Supplied data:
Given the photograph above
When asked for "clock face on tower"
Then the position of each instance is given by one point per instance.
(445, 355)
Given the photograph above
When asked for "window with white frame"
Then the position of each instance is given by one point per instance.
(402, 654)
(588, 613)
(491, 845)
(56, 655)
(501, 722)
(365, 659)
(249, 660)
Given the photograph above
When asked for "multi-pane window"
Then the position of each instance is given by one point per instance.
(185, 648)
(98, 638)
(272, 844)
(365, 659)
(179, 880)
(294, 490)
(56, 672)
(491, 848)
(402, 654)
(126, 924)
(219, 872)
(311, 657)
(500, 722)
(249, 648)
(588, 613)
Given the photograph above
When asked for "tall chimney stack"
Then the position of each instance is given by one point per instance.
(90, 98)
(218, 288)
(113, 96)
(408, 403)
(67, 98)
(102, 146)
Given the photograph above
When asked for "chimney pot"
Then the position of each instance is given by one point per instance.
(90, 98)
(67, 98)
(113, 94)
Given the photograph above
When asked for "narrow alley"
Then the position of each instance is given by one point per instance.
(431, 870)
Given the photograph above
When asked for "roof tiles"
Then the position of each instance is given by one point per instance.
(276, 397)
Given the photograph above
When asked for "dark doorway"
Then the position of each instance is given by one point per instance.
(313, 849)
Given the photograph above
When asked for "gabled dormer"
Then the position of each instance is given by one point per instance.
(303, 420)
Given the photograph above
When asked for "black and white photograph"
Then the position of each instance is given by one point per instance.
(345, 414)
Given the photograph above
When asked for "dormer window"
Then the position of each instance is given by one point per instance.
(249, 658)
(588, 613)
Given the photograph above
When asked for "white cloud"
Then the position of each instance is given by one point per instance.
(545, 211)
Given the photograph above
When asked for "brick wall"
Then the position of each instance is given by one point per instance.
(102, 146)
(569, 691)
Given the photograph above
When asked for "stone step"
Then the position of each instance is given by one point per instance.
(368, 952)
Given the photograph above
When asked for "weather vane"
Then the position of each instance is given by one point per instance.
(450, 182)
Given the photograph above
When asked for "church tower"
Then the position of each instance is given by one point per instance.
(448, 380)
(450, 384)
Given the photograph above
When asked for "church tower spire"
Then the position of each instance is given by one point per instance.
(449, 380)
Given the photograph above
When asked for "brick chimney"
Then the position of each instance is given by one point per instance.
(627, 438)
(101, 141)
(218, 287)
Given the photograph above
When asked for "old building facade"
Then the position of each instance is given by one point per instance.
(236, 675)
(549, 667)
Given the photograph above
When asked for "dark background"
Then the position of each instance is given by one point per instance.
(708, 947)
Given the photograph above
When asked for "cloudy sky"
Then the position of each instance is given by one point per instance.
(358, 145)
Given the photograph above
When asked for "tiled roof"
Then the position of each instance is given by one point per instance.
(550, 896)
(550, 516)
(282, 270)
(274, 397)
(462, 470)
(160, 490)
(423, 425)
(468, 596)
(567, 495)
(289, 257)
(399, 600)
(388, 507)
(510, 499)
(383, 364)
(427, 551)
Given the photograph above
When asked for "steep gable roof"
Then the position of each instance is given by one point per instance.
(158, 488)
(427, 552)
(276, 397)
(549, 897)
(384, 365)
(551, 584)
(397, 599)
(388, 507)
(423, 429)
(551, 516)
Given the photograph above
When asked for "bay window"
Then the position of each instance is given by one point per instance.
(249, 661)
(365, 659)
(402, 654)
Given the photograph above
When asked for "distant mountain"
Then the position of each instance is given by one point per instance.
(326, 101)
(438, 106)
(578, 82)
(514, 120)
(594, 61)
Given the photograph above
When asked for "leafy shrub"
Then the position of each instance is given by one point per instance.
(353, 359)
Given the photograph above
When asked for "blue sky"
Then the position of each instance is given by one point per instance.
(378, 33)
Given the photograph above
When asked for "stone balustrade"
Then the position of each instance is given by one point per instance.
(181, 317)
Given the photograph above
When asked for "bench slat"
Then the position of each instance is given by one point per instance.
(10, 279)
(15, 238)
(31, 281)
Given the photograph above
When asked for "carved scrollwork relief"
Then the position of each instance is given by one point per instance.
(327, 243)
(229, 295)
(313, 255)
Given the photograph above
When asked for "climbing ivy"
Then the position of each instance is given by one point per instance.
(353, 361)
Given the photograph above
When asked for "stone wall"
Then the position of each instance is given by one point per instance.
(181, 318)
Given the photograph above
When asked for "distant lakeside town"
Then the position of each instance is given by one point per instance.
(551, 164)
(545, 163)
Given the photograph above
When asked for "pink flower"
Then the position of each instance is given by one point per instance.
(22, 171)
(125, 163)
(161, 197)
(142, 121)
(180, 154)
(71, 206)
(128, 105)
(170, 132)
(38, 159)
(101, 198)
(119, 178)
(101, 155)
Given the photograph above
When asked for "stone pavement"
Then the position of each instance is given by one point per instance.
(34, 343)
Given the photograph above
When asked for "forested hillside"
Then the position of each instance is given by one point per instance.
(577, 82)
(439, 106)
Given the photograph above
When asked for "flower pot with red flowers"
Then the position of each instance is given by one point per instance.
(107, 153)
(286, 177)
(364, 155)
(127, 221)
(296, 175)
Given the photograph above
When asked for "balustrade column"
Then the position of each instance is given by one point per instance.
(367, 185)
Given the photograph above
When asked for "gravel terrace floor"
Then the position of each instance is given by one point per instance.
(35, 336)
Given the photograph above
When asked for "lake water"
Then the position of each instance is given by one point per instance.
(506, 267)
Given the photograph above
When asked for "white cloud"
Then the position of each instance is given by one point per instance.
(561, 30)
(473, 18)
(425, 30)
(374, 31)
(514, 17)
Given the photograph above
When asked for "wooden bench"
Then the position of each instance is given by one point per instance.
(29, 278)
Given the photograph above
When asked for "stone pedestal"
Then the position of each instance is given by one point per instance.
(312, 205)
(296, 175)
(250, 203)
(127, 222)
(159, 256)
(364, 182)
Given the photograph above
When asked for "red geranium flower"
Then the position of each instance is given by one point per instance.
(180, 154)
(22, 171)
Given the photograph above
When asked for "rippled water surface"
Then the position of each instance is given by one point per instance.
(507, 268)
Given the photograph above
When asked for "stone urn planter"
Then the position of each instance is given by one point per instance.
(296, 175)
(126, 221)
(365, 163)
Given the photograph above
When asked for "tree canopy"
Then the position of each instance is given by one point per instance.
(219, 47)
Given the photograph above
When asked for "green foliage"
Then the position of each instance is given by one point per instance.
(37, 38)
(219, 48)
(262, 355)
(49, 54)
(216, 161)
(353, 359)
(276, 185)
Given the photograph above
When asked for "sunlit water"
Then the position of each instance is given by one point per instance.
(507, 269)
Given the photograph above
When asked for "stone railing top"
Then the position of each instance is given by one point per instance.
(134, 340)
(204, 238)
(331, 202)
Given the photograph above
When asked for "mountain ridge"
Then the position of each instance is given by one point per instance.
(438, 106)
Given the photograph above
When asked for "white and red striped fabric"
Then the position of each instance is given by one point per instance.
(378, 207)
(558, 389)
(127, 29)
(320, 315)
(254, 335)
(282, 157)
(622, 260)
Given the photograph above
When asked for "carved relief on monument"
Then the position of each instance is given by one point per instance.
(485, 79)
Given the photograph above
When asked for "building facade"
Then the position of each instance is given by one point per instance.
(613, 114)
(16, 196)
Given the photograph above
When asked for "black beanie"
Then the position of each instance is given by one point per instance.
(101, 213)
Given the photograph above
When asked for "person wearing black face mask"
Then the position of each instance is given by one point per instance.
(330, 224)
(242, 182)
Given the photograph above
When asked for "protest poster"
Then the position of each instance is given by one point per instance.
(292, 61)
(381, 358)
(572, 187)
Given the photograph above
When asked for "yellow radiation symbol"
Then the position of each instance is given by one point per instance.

Work to complete: Every entry must be quoted exactly as it appears above.

Exercise result:
Given the photograph above
When asked for "clock face on tower"
Then the position of each instance is given by one point per instance.
(445, 355)
Given the photograph above
When asked for "window with white frame"
Then the position of each instance is given by one point per instance.
(402, 654)
(588, 613)
(491, 845)
(56, 655)
(501, 722)
(365, 659)
(249, 660)
Given the photograph above
When asked for "multi-pane window"
Then the position of each instance is given by one point per instance.
(185, 648)
(98, 638)
(272, 844)
(365, 659)
(179, 880)
(294, 490)
(56, 672)
(491, 848)
(402, 654)
(126, 924)
(219, 872)
(311, 657)
(500, 722)
(249, 648)
(588, 613)
Given the photograph above
When asked for "tall chimney stack"
Then the position of each instance is given by one point per instance.
(90, 98)
(218, 288)
(113, 96)
(408, 403)
(67, 98)
(102, 146)
Given the photograph above
When asked for "chimney pot"
Then the position of each instance is given by one point per instance.
(90, 98)
(67, 98)
(113, 94)
Given the photograph above
When asked for "narrow alley"
Then the position of each instance is given by one point per instance.
(431, 870)
Given the photograph above
When asked for "roof tiles"
Then the position of each instance is given by one point per instance.
(276, 397)
Given the photograph above
When asked for "dark doorway"
Then the position of each instance is given by one point per instance.
(313, 849)
Given the photograph above
When asked for "gabled dormer"
Then the position of each instance is given by one point per instance.
(303, 420)
Given the photograph above
When asked for "black and white photograph"
Then the position of each instance is given by one point per instance.
(345, 414)
Given the photograph above
When asked for "dormer window"
Then the position of each instance is given by one point per instance.
(249, 658)
(588, 613)
Given the photograph above
When asked for "white cloud"
Then the position of each instance is given by one point per instance.
(545, 211)
Given the photograph above
When asked for "brick wall"
Then the position of each instance is given by one point per instance.
(102, 146)
(569, 691)
Given the photograph above
When asked for "stone step"
Then the position of each instance is given by one point per instance.
(368, 952)
Given the photograph above
When asked for "weather vane"
Then the position of each instance is given by one point per instance.
(450, 182)
Given the photograph above
When asked for "church tower"
Then the position of each instance is given by one point per instance.
(448, 380)
(450, 384)
Given the photograph above
When asked for "church tower spire"
Then the position of each instance is given by one point per instance.
(449, 380)
Given the photograph above
When asked for "brick chimney"
Then the position of each instance is given by one point per instance.
(627, 438)
(101, 141)
(218, 287)
Given the photograph above
When asked for "old building facade"
Then the position of each instance is given by one point per instance.
(236, 675)
(549, 667)
Given the photograph above
When asked for "dark background"
Then the position of each instance is given by one point per instance.
(708, 947)
Given the photograph above
When asked for "cloudy sky"
Then the position of each instance is given by one point per instance.
(358, 145)
Given the photograph above
When asked for "tiled roof"
Then the position of each instance is given by one point per instance.
(550, 896)
(550, 516)
(282, 270)
(274, 397)
(462, 470)
(160, 490)
(423, 425)
(468, 596)
(567, 495)
(289, 257)
(399, 600)
(388, 507)
(510, 499)
(383, 364)
(427, 551)
Given the photograph above
When asked for "steep gable roof"
Then the position of each instance is given by one point per instance.
(158, 488)
(427, 552)
(276, 397)
(549, 897)
(384, 365)
(551, 584)
(397, 599)
(388, 507)
(423, 429)
(551, 516)
Given the photograph above
When asked for "bay window"
Then the position of each instance is given by one point per instance.
(249, 661)
(365, 659)
(402, 654)
Given the photograph above
When asked for "distant mountain"
Then the position of each instance is given by one point per instance.
(326, 101)
(438, 106)
(578, 82)
(514, 120)
(594, 61)
Given the photograph above
When asked for "leafy shrub"
Then the position of each instance is given by one point per instance.
(353, 359)
Given the photograph above
When asked for "blue sky"
Then the position of each instance is given by one point per instance.
(378, 33)
Given the photograph above
When asked for "stone balustrade"
Then the position of each instance is given by one point per instance.
(181, 317)
Given the photograph above
When asked for "bench slat"
Then the position of each instance is given by one point per instance.
(10, 279)
(15, 238)
(31, 281)
Given the photograph above
When asked for "carved scrollwork relief"
Then the position of each instance is given by one point per instance.
(327, 243)
(229, 295)
(313, 255)
Given the photograph above
When asked for "climbing ivy"
Then the position of each instance is given by one point per instance.
(353, 361)
Given the photograph above
When asked for "stone wall"
Then the position of each instance is given by one point per instance.
(181, 318)
Given the photograph above
When asked for "distant lakeside town"
Then the position of each instance is given by one point per instance.
(551, 164)
(545, 163)
Given the photograph above
When asked for "pink flower"
Then the position of each instance is given by one point per instance.
(22, 171)
(125, 163)
(161, 197)
(142, 121)
(180, 154)
(71, 206)
(128, 105)
(170, 132)
(38, 159)
(101, 198)
(119, 178)
(101, 155)
Given the photograph above
When asked for "stone pavement"
Then the position of each instance is given by one point per instance.
(34, 343)
Given the photograph above
When asked for "forested hillside"
Then the position of each instance is given by one point per instance.
(577, 82)
(439, 106)
Given the photograph above
When asked for "flower pot with red flowers"
Then the position of each instance is given by one point per instance.
(107, 153)
(286, 177)
(364, 155)
(127, 221)
(296, 175)
Given the photograph above
When asked for "balustrade column"
Then the position of each instance is given by one point per instance.
(367, 185)
Given the photograph above
When asked for "gravel terrace floor"
Then the position of each instance is given by one point per instance.
(35, 336)
Given the photograph above
When asked for "lake water"
Then the position of each instance is given by one point per instance.
(506, 267)
Given the photograph above
When asked for "white cloud"
Then the position of each instance is given by one point per instance.
(561, 30)
(473, 18)
(425, 30)
(374, 31)
(514, 17)
Given the photograph above
When asked for "wooden bench"
Then the position of each instance is given by one point per instance.
(29, 278)
Given the photograph above
When asked for "stone pedestal"
Then the position of each instance is given by one point per instance.
(312, 205)
(296, 175)
(250, 203)
(127, 222)
(159, 256)
(364, 182)
Given the photograph above
When asked for "red geranium flower"
Then the position of each instance is given by one point per instance.
(180, 154)
(22, 171)
Given the photograph above
When asked for "rippled water surface"
Then the position of each instance is given by one point per instance.
(507, 268)
Given the photograph above
When asked for "stone urn planter"
Then the position of each instance is given by one point per instance.
(296, 175)
(126, 221)
(365, 163)
Given the photograph above
When asked for "tree canopy"
Then the position of each instance is given by one point per instance.
(219, 47)
Given the photograph above
When asked for "green foliage"
Then the position of each instance is given by one point per instance.
(37, 38)
(219, 48)
(262, 355)
(49, 54)
(216, 161)
(353, 359)
(276, 185)
Given the photograph above
When asked for "sunlit water"
Then the position of each instance is given by one point per instance.
(507, 269)
Given the photograph above
When asked for "stone railing top"
Then the position of each instance is given by one point per instance.
(134, 340)
(204, 238)
(331, 202)
Given the photograph above
When asked for "mountain ridge"
Then the position of each instance is given by one point per instance.
(438, 106)
Given the photograph above
When asked for "white and red striped fabric"
Then the position of each instance is given by one point per instance.
(378, 207)
(558, 389)
(127, 29)
(320, 315)
(254, 335)
(282, 157)
(622, 260)
Given the photograph above
When asked for "carved relief on monument"
Then the position of each instance is given by one point per instance.
(485, 79)
Given the photograph above
When asked for "building facade"
Then the position of each instance is given by one point per instance.
(613, 114)
(16, 196)
Given the photograph above
When asked for "black beanie"
Then the position of each instance is given by one point per instance.
(101, 213)
Given the photograph above
When asked for "person wearing black face mask"
Then the position of each instance is given by one point per instance.
(330, 224)
(242, 182)
Given the photograph above
When asked for "protest poster"
Then the position of each instance is given by one point per instance.
(292, 61)
(381, 358)
(572, 187)
Given the photograph above
When asked for "yellow radiation symbol"
Then the position of each instance is given by one point per instance.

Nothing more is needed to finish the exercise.